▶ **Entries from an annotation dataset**
========
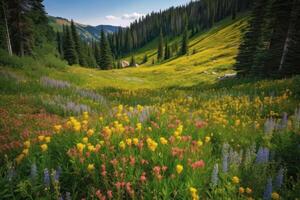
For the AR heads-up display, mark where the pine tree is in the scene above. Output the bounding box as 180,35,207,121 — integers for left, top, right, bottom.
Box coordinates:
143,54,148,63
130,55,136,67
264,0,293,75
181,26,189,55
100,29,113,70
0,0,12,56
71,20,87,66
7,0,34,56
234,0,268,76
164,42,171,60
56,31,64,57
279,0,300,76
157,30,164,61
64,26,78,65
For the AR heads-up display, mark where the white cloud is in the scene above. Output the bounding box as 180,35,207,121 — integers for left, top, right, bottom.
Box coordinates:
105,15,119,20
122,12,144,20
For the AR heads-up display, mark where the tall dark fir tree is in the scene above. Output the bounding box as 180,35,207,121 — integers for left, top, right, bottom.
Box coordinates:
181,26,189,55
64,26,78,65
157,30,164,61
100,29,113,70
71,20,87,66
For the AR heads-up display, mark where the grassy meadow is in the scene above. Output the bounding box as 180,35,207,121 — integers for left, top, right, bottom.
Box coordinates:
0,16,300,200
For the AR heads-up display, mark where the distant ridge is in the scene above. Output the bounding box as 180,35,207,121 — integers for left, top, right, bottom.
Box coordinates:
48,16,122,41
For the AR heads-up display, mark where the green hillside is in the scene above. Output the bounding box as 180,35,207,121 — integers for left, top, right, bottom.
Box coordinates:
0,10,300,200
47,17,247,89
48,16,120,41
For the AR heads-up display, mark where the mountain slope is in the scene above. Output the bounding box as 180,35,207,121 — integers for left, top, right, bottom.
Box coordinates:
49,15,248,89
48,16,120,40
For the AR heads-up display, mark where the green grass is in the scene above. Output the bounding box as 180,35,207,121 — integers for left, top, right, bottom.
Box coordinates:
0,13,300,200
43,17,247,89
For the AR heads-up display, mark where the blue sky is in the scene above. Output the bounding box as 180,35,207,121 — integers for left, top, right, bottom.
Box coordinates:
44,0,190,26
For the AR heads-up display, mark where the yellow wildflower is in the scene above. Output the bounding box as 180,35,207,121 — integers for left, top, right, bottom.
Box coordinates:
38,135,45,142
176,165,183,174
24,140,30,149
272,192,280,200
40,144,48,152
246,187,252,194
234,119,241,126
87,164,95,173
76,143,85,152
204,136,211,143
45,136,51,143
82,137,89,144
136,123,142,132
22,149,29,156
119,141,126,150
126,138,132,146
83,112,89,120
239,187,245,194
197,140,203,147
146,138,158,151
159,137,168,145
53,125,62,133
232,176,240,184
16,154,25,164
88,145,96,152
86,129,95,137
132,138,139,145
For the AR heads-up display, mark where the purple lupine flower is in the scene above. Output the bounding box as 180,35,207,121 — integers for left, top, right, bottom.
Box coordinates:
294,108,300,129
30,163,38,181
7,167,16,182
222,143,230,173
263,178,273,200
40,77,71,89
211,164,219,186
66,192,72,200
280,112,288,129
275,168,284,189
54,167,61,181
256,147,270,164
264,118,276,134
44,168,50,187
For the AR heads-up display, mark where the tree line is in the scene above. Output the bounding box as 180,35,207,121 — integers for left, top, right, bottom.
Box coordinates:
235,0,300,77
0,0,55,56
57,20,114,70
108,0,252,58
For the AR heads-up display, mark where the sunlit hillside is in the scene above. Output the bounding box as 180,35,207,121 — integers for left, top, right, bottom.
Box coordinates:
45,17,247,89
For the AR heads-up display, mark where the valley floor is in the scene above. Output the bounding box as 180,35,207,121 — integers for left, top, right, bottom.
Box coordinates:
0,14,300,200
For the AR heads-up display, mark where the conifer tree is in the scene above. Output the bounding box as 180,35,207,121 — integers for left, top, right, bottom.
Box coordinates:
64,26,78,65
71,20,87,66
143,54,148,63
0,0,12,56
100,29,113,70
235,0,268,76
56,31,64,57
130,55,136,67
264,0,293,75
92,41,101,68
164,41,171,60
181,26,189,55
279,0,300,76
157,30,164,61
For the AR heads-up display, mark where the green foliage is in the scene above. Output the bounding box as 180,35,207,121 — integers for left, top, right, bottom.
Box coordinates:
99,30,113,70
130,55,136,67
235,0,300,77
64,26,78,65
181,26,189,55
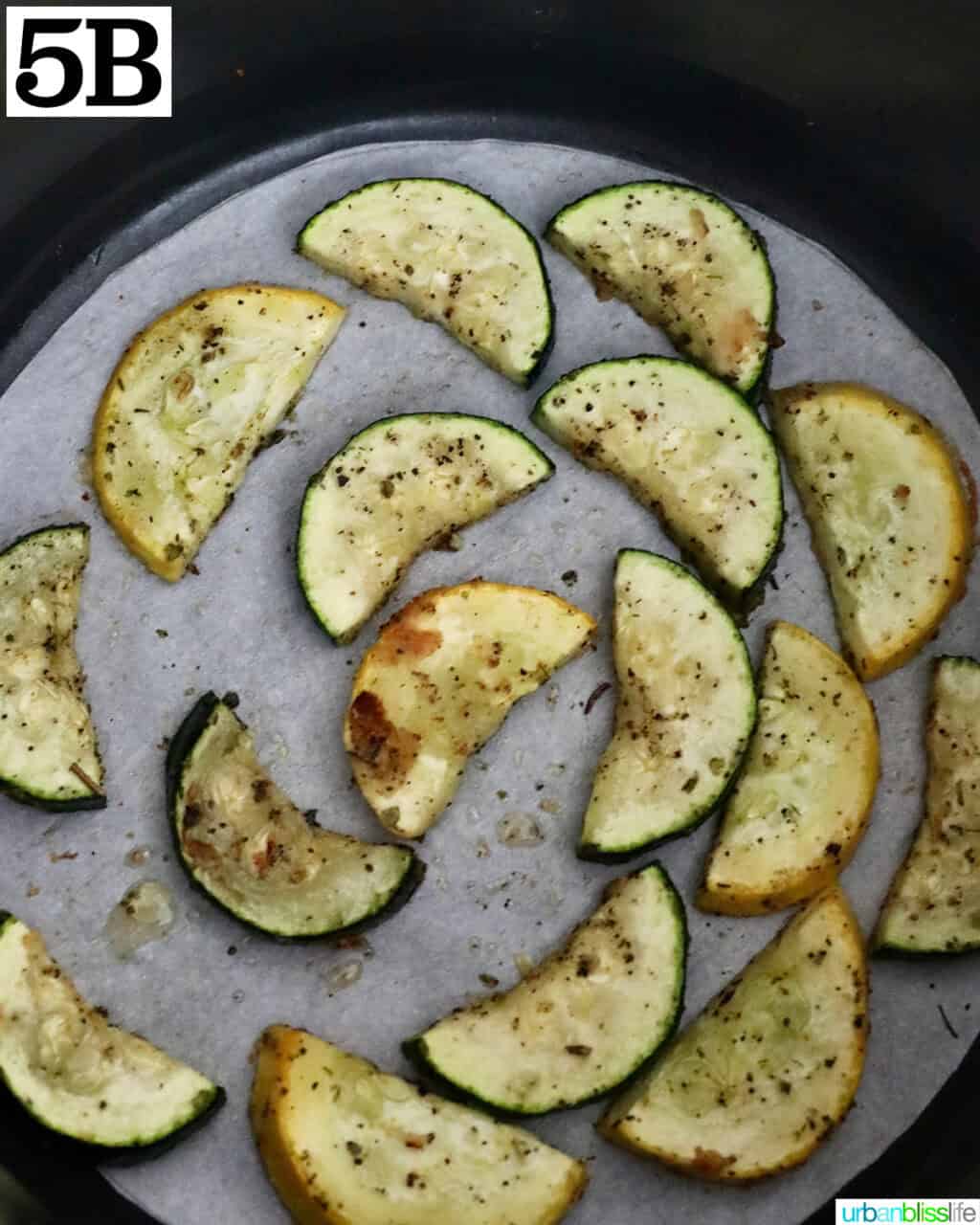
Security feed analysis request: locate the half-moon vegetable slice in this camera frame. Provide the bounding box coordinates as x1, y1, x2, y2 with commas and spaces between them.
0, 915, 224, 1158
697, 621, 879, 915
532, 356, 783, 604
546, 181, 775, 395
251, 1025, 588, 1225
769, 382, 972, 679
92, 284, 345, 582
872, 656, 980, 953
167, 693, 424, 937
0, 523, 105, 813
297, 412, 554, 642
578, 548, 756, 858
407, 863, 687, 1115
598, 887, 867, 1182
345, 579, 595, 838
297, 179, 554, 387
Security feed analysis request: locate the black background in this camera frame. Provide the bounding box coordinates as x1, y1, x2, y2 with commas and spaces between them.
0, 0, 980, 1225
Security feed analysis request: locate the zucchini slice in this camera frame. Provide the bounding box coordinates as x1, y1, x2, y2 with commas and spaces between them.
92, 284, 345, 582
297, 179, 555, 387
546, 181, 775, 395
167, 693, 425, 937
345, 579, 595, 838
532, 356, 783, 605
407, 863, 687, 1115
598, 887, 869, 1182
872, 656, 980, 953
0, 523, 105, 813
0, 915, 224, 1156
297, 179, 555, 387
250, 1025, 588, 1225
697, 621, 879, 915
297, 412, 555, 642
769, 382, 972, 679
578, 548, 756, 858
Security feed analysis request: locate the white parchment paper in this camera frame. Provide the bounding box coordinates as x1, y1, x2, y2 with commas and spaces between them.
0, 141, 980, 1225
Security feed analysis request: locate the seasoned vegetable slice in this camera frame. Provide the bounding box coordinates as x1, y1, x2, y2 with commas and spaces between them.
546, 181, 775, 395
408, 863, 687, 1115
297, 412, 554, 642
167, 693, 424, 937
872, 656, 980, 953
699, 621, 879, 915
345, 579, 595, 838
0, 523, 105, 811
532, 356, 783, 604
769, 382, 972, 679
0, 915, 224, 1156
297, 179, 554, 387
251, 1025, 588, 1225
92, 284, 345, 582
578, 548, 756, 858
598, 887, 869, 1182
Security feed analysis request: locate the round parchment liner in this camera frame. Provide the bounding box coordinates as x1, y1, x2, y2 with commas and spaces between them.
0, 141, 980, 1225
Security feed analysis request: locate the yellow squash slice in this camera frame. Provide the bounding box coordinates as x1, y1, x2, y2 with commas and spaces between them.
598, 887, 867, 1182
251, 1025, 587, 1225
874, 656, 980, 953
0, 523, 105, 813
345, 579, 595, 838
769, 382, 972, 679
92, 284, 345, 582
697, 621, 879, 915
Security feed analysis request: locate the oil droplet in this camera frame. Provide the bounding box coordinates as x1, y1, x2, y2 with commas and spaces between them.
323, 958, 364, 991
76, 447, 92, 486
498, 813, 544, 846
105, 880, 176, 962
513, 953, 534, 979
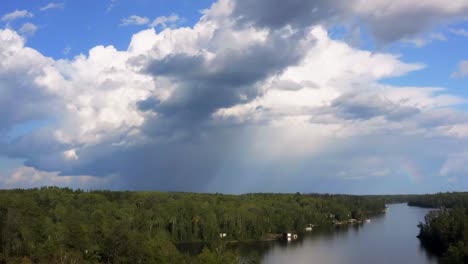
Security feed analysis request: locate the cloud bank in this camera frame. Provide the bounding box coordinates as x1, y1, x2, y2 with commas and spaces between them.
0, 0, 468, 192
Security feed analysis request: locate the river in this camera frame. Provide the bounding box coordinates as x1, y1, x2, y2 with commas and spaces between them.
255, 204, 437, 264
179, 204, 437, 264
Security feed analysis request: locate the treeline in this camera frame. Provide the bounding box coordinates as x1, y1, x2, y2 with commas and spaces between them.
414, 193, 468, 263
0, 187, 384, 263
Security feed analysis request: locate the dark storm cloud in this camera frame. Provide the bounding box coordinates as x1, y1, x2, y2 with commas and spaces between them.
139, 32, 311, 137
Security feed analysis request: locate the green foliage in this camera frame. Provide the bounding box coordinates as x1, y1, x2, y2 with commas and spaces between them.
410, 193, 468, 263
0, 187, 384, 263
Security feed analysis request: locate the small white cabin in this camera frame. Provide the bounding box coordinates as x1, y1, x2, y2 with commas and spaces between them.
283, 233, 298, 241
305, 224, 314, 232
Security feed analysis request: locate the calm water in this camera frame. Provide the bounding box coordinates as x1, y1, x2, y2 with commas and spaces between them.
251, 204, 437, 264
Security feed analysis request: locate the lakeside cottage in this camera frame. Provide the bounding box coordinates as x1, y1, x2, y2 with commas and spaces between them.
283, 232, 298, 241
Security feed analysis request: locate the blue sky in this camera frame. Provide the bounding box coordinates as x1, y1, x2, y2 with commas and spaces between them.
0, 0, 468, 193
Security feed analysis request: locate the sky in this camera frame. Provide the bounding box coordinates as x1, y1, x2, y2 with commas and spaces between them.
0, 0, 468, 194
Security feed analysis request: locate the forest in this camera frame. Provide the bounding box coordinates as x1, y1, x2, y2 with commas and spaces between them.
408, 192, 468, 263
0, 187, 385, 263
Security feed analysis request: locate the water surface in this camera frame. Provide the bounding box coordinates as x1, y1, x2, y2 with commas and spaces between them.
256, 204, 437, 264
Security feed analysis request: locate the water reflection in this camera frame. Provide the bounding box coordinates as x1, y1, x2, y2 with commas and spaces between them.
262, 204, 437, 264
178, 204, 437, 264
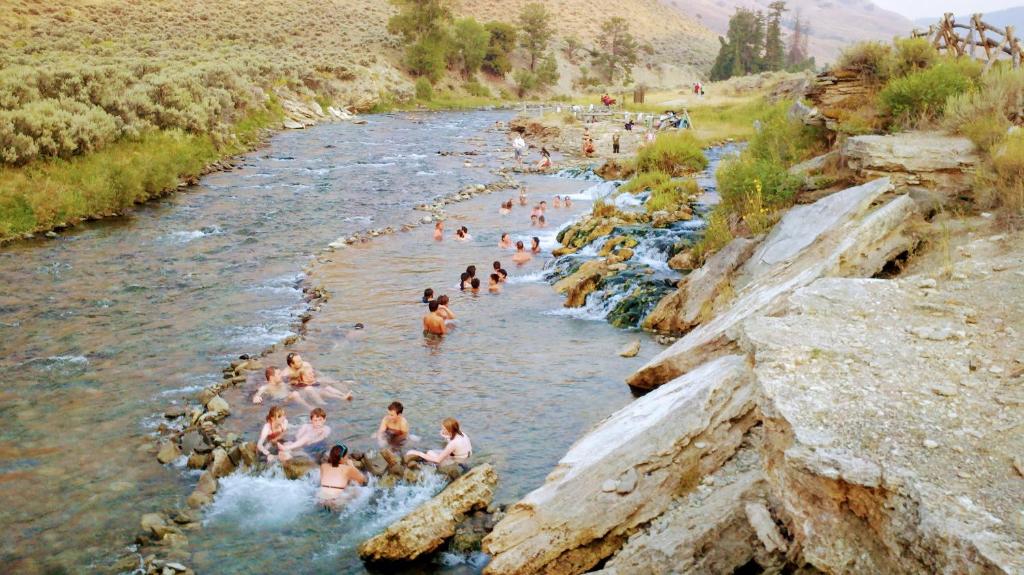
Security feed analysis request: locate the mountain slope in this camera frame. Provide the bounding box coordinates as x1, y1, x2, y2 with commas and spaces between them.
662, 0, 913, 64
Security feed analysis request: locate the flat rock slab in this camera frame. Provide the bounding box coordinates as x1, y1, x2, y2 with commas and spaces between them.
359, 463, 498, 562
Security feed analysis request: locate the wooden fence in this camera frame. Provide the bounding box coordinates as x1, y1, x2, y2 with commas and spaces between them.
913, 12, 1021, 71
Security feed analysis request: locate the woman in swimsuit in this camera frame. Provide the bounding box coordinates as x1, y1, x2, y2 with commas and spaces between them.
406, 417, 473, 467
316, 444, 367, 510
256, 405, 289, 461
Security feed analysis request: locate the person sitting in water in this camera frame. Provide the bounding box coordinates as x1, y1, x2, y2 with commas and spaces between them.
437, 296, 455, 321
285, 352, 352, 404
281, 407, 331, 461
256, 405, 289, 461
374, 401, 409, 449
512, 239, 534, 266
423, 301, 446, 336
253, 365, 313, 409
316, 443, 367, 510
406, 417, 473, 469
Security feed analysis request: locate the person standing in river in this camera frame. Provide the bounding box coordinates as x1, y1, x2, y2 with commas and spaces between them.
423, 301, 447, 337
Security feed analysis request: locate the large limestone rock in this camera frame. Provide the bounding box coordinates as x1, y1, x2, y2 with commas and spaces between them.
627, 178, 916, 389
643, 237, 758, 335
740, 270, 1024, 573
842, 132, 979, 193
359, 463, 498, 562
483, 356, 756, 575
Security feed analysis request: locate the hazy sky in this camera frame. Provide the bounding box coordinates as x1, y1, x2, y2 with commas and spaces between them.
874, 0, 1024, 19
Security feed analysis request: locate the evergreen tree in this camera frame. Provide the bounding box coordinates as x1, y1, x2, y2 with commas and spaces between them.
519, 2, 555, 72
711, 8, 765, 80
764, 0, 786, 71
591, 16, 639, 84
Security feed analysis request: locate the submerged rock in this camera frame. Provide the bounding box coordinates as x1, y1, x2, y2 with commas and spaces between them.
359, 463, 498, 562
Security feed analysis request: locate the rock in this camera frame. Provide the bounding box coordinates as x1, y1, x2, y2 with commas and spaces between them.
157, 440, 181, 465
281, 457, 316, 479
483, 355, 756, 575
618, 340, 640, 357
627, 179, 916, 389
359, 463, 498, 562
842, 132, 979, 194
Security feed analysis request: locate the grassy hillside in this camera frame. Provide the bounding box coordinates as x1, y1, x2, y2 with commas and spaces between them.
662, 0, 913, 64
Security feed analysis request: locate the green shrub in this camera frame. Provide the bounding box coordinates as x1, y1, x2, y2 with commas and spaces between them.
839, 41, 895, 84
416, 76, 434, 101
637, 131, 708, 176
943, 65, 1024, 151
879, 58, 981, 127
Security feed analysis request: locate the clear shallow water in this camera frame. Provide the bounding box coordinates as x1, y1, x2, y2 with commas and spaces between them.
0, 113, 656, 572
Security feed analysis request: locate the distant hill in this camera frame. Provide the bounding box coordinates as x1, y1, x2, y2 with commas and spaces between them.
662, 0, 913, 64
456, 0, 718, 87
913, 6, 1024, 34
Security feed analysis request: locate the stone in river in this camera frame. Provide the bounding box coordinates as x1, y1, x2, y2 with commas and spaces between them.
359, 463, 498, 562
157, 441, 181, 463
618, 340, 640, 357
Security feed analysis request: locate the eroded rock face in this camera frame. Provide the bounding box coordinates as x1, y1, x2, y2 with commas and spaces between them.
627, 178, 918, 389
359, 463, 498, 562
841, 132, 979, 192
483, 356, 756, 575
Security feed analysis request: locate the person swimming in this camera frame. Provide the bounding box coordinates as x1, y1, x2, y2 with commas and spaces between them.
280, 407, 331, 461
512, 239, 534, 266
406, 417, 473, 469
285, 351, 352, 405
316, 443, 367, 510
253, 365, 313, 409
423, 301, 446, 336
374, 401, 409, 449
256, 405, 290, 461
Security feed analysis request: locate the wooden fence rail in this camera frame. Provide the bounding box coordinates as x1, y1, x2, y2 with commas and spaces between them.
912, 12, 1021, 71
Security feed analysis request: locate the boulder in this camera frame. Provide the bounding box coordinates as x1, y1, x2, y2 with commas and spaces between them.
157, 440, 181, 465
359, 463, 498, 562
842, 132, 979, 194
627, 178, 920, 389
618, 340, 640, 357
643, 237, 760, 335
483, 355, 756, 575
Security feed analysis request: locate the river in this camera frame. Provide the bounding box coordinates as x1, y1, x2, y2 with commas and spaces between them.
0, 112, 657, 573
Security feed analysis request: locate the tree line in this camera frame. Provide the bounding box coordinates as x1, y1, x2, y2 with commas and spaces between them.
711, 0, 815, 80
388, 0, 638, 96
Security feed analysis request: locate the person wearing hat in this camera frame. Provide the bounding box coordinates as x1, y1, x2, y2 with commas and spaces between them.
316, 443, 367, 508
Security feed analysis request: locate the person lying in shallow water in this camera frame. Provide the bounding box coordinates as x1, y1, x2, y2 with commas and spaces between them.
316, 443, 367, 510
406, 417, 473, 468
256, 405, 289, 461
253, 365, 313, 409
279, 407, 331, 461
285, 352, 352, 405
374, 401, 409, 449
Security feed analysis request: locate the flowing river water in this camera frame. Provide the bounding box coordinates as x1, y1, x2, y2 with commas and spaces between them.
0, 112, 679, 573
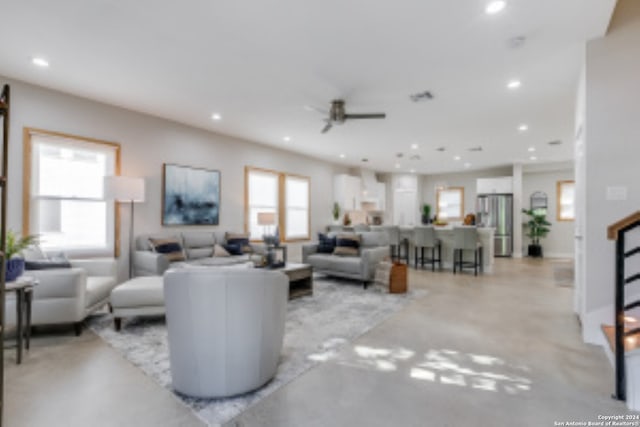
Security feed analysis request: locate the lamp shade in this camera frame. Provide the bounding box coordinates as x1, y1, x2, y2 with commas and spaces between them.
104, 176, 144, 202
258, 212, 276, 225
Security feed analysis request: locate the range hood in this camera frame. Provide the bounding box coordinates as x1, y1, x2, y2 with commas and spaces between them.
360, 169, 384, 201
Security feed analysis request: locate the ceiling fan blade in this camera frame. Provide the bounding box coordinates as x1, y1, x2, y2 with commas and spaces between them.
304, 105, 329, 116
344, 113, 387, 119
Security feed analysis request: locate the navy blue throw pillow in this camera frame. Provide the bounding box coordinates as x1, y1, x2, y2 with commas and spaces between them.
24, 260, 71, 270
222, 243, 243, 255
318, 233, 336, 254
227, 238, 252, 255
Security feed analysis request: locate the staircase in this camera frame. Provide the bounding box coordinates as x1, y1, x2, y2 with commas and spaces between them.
========
▶ **Set task**
Write out the stretch of the material from the line containing "For the AR heads-up display, mark where the green grass" through the line containing "44,0,190,26", requests included, and add 27 to every box coordinate. Give only that stretch.

▶ **Written answer**
For the AR heads-up display, mark where the green grass is in the scene above. Output the bounding box as 180,35,207,121 — integers for left, top, right, bottom.
Box coordinates:
27,40,327,227
70,44,274,116
For the AR heads-up display, mark where the blue sky is in the scene above. Output the bounding box as 180,35,207,121 — integers for left, top, right, bottom.
Box coordinates:
71,27,217,53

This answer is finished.